> **DIRECTIONS**: Set down, word for word, the part of the IRS virtual currency article that runs from "Virtual Currency: IRS" up to and including "in transactions involving virtual currency.".

> **SOURCE DOCUMENT**:
Virtual Currency: IRS Issues Additional Guidance On Tax Treatment And Reminds Taxpayers Of Reporting Obligations

As part of a wider effort to assist taxpayers and to enforce the tax laws in a rapidly changing area, the Internal Revenue Service today issued two new pieces of guidance for taxpayers who engage in transactions involving virtual currency.

Expanding on guidance from 2014, the IRS is issuing additional detailed guidance to help taxpayers better understand their reporting obligations for specific transactions involving virtual currency. The new guidance includes Revenue Ruling 2019-24 (PDF) and Frequently Asked Questions(FAQs).

The new revenue ruling addresses common questions by taxpayers and tax practitioners regarding the tax treatment of a cryptocurrency hard fork. In addition, a set of FAQs address virtual currency transactions for those who hold virtual currency as a capital asset.

> **Stored data entries**:
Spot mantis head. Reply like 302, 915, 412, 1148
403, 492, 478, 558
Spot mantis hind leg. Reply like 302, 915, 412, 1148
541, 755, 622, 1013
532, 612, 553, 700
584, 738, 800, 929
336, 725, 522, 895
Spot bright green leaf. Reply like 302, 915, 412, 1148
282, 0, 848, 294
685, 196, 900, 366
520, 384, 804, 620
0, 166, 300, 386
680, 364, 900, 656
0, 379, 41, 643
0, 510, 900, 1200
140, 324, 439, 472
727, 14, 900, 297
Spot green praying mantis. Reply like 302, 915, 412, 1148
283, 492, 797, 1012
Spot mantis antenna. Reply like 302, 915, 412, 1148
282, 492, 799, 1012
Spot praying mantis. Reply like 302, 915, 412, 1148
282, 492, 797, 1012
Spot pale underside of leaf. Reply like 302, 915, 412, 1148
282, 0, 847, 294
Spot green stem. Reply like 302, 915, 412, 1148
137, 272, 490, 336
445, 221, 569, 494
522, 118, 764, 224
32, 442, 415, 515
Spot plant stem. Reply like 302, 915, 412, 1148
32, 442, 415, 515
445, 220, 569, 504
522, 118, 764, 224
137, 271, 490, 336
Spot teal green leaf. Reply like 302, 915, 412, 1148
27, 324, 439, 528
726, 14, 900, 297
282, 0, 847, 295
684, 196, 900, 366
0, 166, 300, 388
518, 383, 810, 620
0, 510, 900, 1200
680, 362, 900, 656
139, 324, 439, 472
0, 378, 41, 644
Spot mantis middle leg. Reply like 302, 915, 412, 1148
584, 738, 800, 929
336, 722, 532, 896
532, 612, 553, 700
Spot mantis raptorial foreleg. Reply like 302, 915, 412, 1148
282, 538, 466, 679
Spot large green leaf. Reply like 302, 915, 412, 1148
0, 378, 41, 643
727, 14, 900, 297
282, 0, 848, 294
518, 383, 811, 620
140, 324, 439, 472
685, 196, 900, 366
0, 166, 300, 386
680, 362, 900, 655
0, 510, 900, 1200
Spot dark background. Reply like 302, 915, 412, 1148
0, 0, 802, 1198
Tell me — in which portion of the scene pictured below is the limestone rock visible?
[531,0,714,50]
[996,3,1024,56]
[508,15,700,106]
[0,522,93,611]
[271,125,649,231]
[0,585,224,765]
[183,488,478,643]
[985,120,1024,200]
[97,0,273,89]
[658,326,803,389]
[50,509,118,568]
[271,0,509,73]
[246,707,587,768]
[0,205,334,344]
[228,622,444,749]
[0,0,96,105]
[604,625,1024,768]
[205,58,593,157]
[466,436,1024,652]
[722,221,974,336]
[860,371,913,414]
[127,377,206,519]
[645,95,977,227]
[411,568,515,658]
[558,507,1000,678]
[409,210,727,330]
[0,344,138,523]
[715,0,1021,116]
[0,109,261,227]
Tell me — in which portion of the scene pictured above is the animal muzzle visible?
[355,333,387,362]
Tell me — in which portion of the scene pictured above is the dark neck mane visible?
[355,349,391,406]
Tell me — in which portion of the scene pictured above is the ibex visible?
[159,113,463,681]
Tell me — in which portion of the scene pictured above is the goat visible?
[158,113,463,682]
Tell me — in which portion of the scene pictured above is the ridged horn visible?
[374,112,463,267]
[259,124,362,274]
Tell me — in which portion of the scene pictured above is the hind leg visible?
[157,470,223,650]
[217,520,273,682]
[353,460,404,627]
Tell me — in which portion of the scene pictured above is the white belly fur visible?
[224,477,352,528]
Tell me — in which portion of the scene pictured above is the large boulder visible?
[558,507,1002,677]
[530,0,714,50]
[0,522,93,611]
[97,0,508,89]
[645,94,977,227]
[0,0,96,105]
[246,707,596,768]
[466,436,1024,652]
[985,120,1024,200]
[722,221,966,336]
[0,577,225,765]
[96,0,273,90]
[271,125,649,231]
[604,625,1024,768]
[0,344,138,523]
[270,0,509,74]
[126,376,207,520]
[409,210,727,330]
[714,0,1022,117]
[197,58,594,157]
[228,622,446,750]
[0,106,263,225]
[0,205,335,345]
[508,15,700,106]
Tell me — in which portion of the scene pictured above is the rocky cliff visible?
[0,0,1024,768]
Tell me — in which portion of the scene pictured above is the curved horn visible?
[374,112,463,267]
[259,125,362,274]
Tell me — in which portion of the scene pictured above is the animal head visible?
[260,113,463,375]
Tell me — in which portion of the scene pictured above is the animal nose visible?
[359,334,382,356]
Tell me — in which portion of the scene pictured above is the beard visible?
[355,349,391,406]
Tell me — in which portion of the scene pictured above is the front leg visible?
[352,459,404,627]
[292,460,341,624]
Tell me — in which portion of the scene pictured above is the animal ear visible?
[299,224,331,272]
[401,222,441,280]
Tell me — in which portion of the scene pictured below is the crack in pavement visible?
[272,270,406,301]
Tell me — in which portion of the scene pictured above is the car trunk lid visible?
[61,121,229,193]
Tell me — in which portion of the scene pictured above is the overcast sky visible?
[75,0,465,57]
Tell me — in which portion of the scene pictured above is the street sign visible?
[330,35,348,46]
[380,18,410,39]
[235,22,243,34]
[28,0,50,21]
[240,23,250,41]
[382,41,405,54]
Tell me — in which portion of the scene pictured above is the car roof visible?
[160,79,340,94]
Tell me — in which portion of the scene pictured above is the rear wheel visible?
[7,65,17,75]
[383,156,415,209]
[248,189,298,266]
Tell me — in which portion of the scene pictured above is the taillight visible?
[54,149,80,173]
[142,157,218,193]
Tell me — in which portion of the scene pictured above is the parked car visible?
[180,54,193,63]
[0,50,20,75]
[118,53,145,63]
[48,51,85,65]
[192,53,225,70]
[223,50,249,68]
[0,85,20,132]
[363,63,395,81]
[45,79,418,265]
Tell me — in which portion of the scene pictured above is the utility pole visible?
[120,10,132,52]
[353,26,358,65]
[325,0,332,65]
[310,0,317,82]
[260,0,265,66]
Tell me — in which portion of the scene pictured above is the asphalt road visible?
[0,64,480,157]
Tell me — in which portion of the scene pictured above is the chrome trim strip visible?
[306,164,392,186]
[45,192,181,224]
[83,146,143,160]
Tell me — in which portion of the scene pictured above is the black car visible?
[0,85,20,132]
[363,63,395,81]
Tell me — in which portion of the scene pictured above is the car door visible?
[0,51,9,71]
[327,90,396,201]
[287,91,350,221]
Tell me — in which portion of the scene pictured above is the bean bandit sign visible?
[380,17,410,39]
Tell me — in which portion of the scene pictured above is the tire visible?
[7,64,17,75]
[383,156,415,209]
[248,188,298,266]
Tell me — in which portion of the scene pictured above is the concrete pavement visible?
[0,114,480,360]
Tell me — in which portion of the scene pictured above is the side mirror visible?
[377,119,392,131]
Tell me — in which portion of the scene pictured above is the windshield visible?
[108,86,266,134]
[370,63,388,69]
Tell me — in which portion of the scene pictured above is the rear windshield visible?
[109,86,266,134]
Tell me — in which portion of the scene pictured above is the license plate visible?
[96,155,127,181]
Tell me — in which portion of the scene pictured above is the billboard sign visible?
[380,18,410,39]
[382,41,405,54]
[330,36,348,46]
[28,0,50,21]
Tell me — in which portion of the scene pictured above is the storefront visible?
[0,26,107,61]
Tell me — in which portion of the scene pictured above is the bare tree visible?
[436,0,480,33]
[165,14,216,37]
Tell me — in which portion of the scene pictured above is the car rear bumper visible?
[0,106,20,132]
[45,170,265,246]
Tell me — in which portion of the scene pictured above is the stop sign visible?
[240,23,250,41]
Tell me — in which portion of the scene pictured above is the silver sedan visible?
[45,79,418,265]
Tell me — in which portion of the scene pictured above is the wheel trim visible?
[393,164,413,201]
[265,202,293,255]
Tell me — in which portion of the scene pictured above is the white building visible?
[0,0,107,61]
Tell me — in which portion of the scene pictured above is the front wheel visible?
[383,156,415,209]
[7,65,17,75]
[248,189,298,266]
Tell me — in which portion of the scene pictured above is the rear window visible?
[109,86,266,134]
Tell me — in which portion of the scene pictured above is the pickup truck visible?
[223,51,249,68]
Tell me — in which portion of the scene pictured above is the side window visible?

> **EXERCISE RESPONSE**:
Virtual Currency: IRS Issues Additional Guidance On Tax Treatment And Reminds Taxpayers Of Reporting Obligations

As part of a wider effort to assist taxpayers and to enforce the tax laws in a rapidly changing area, the Internal Revenue Service today issued two new pieces of guidance for taxpayers who engage in transactions involving virtual currency.